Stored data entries
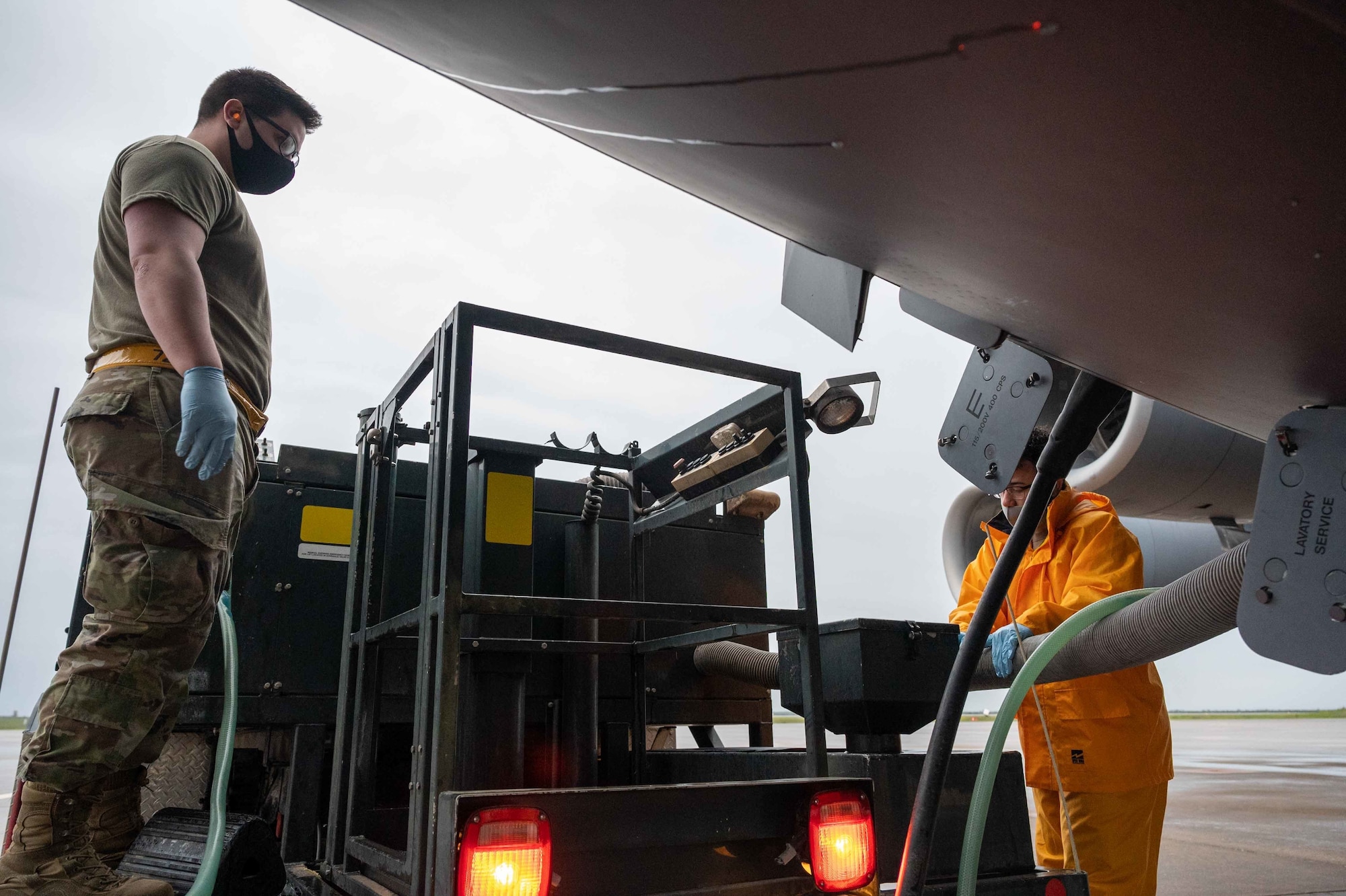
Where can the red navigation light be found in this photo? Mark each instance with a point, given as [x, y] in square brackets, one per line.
[841, 840]
[507, 852]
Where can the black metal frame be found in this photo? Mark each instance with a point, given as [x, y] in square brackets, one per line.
[448, 363]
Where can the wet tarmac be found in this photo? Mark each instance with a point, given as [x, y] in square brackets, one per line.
[1258, 807]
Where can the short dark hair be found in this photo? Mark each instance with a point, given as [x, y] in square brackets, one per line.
[260, 92]
[1037, 442]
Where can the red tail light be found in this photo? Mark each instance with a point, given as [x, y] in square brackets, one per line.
[505, 852]
[841, 840]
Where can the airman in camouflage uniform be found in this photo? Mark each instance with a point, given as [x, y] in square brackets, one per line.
[162, 441]
[161, 548]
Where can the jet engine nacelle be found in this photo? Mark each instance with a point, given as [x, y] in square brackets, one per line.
[1181, 485]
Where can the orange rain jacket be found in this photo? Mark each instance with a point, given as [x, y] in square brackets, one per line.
[1111, 733]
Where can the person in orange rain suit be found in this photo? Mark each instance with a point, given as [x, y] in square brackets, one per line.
[1111, 733]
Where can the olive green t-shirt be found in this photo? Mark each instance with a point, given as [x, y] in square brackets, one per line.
[185, 174]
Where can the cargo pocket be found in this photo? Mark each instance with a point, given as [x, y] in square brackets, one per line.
[98, 404]
[100, 723]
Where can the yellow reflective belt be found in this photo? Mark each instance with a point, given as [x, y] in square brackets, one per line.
[151, 356]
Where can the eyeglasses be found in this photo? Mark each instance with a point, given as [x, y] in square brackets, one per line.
[289, 146]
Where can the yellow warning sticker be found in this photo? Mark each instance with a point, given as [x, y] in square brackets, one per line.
[326, 525]
[509, 509]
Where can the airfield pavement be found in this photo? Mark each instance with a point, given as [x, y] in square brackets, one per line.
[1258, 808]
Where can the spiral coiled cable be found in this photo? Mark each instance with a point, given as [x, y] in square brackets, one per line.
[593, 497]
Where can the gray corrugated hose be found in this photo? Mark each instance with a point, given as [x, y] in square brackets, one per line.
[738, 661]
[1196, 609]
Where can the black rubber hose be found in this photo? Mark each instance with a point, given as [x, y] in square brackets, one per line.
[740, 663]
[1091, 400]
[1193, 610]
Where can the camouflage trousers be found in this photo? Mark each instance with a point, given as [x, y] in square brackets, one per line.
[161, 546]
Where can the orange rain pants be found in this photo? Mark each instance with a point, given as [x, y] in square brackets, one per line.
[1118, 837]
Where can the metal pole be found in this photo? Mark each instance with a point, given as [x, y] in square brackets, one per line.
[28, 533]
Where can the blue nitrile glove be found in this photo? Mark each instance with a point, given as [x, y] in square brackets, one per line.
[209, 422]
[1003, 646]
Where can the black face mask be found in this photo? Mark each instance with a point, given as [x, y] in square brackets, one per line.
[260, 170]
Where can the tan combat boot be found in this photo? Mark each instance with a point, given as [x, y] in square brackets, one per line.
[52, 854]
[115, 817]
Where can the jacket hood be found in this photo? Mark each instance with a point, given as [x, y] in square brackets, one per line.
[1067, 508]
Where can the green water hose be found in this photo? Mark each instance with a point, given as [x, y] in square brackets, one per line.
[224, 758]
[1005, 718]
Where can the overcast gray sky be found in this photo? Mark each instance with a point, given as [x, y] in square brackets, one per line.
[418, 194]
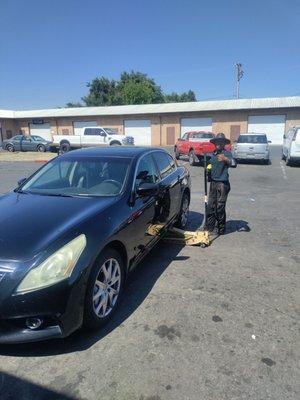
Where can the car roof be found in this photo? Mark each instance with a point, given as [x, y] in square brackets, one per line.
[253, 133]
[112, 151]
[199, 132]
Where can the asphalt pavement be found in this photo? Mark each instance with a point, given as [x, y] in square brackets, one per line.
[217, 323]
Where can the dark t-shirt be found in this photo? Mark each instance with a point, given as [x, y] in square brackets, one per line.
[219, 171]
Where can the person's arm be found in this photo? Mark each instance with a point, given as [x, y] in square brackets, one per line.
[228, 159]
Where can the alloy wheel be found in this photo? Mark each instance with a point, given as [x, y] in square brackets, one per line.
[185, 211]
[106, 288]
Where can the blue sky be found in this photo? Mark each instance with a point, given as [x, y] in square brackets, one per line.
[50, 49]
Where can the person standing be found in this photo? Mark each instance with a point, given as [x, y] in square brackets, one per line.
[220, 162]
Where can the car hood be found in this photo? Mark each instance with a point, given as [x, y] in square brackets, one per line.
[30, 222]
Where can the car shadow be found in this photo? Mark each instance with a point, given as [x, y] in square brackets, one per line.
[255, 162]
[237, 225]
[139, 285]
[12, 387]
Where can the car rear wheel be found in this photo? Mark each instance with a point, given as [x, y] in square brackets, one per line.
[64, 148]
[288, 161]
[104, 289]
[192, 158]
[184, 212]
[41, 148]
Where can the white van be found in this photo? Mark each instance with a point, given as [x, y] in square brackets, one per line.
[291, 146]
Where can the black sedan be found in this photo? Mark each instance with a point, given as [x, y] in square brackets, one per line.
[73, 231]
[26, 143]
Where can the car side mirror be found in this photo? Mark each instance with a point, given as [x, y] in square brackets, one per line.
[21, 181]
[146, 189]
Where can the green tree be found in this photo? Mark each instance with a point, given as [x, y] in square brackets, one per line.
[137, 88]
[178, 98]
[72, 105]
[132, 88]
[102, 92]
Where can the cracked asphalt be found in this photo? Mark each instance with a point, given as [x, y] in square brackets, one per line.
[211, 324]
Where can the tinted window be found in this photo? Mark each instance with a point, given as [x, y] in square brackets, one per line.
[165, 162]
[146, 171]
[203, 135]
[94, 132]
[99, 176]
[252, 139]
[38, 139]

## WHAT THIS TASK INVOLVES
Omit the pictures; print the records above exactly.

## TASK SOLUTION
Where can the red navigation light be found in this photo? Mark each instance with a point, given as [x, y] in square brackets, one per line.
[841, 840]
[507, 852]
Where can the black metal frame be found in this photo? Mark each instance with a point, given as [x, y] in square brackets, one per line.
[448, 363]
Where can the wet tarmac be found in this photo? Mark each instance with a point, given as [x, y] in square brackets, one per line.
[1258, 807]
Where can the short dark hair be found in this photo? Mark each instance with a point, given as [x, y] in square brackets, one per line.
[260, 92]
[1037, 442]
Where can the red tail light be found in this photo? Mark each instance with a point, given as [x, y] in square brackets, one per line.
[505, 852]
[841, 840]
Where can the airman in camouflage uniform be found in this photo? Mark each instance with a point, given as [x, y] in square brackets, one per line.
[162, 441]
[161, 548]
Where can the jet engine nacelle be found in this photo? Mark each instance with a point, given as [x, y] in square brackets, one per line.
[1181, 485]
Where can the orange rain jacket be found in this photo? Mark each instance with a point, given as [x, y] in square brackets, one per line.
[1111, 733]
Where can the person in orange rain suit be found in this photo? Mark each instance with a point, given as [x, y] in square brackets, one per line.
[1111, 733]
Where can the olive green t-shirt be found in this photo? Mark each instance with a point, given as [x, y] in square brackets, one per line.
[185, 174]
Where can the cargo pocket be found in this photo? Mark each instance with a point, given as [x, y] in square brackets, one per line.
[98, 404]
[100, 723]
Where can the yellow reflective belt be found in this photo? Mark each instance with a point, given as [x, y] in square brackets, one per line.
[151, 356]
Where can the eyeglasses be found in this photo? Mark each instance with a point, given as [x, y] in square brackets, one per line.
[289, 146]
Where can the yellow warning sticker be found in this photo? Mark each instance with a point, given as [x, y] in square brackets, one per line.
[326, 525]
[509, 509]
Where can the airfield pavement be found in this photo? Mark each instance with a point, given as [x, y] in square brackets, one per line.
[1258, 808]
Where can the spiral coiled cable be found in this photo? Mark each instance with a point, given as [x, y] in square brackets, one per line.
[593, 497]
Where can the gray corrugated hose be found in this photo? Mark each instance with a point, given as [x, y] in square brackets, one per line.
[738, 661]
[1196, 609]
Where can the black rubber hose be found in this photo? Mark each instance with a point, given as [x, y] in square brackets, one per line.
[740, 663]
[1091, 400]
[1193, 610]
Where can the camouflage trousers be found in this photo? Mark each instance with a point, given as [x, y] in square brackets, one per line.
[161, 546]
Where can the orange rain pants be found in this photo? Mark each instance with a point, given as [x, y] in square brackets, one per line.
[1118, 837]
Where can the metal pole be found in this photo? Mark each instance with a point, given as [x, y] in square brackets, one per line.
[28, 533]
Where can the blue nitrile glove be found in this photo? Mark each instance with a point, given as [x, y] in square brackets, one per line.
[209, 422]
[1003, 646]
Where can the black face mask be found in this photo? Mark each instance with a point, given as [x, y] in square brackets, one per line.
[260, 170]
Where can the tan combat boot be found in this photo? Mark each instance with a point, given as [x, y] in square brackets, one per line.
[52, 854]
[115, 817]
Where can the jacket hood be found in this photo? Mark each instance with a point, given as [x, y] in square brackets, one per line.
[1067, 508]
Where can the green water hose be found in this photo? Mark each instance with a point, given as [x, y] in square brackets, one per line.
[224, 758]
[1005, 718]
Where can the overcast gray sky be found in this photo? Mark each instance with a point, given as [x, y] in square brackets, one per line.
[418, 194]
Where can the car roof be found in this photo? Mark each instance with a point, given as [x, y] in square brackets, one per line.
[253, 133]
[112, 151]
[199, 132]
Where can the asphalt pavement be found in this photo? Mark each instance with a point, given as [x, y] in square brackets, one per line.
[217, 323]
Where can the dark t-shirt be found in this photo? Mark each instance with a point, given as [x, y] in square brackets, one per line.
[219, 171]
Where can the person's arm be found in this photo? Mark each instance with a point, given as [x, y] in square brackets, one per line.
[228, 159]
Where can the alloy wheel be found in this photo? Mark each instance with a point, given as [x, y] in square brackets, one per line.
[185, 211]
[106, 288]
Where can the blue sky be found in this photo? Mark each instance with a point, given as [x, y] in square brackets, one per line.
[50, 49]
Where can the person standing be found in this photo? Mark each instance with a point, given as [x, y] in square brackets, one per line.
[220, 162]
Where can the car hood be found in this photo? Mark each instance with a point, given as [x, y] in square brackets, one per line.
[30, 222]
Where can the car shadow be found in this photo? Mark each instance with a point, given as [x, y] in square brackets, one per line.
[255, 162]
[237, 225]
[139, 285]
[12, 387]
Where can the car rear wheel be found in this photo? Mark each instance with a point, given as [x, y] in square brackets, one per line.
[64, 148]
[288, 161]
[104, 289]
[192, 158]
[184, 212]
[41, 148]
Where can the white van be found in this photo? Mark each instance with a point, given as [x, y] in square brackets, one per line.
[291, 146]
Where can the black sedan be found in this photo? Mark each instance with a point, given as [x, y] in square brackets, one per line.
[73, 231]
[26, 143]
Where can the car side mirror be found in this photo? Mark each instance with a point, given as [x, y] in square brackets, one per line.
[21, 181]
[146, 189]
Where can the green tree be found in this photo? Mark each instance with a point, given as [x, y] in square brackets, one per line.
[137, 88]
[178, 98]
[72, 105]
[132, 88]
[102, 92]
Where can the cracked asphalt be found in this photo? Mark each instance with a point, given as [x, y] in square brackets, one per line.
[211, 324]
Where can the tinted window be found in this photo? Mark each instance with a point, given as [x, y] in square brackets, one per line.
[165, 162]
[146, 171]
[203, 135]
[94, 132]
[99, 176]
[252, 139]
[38, 139]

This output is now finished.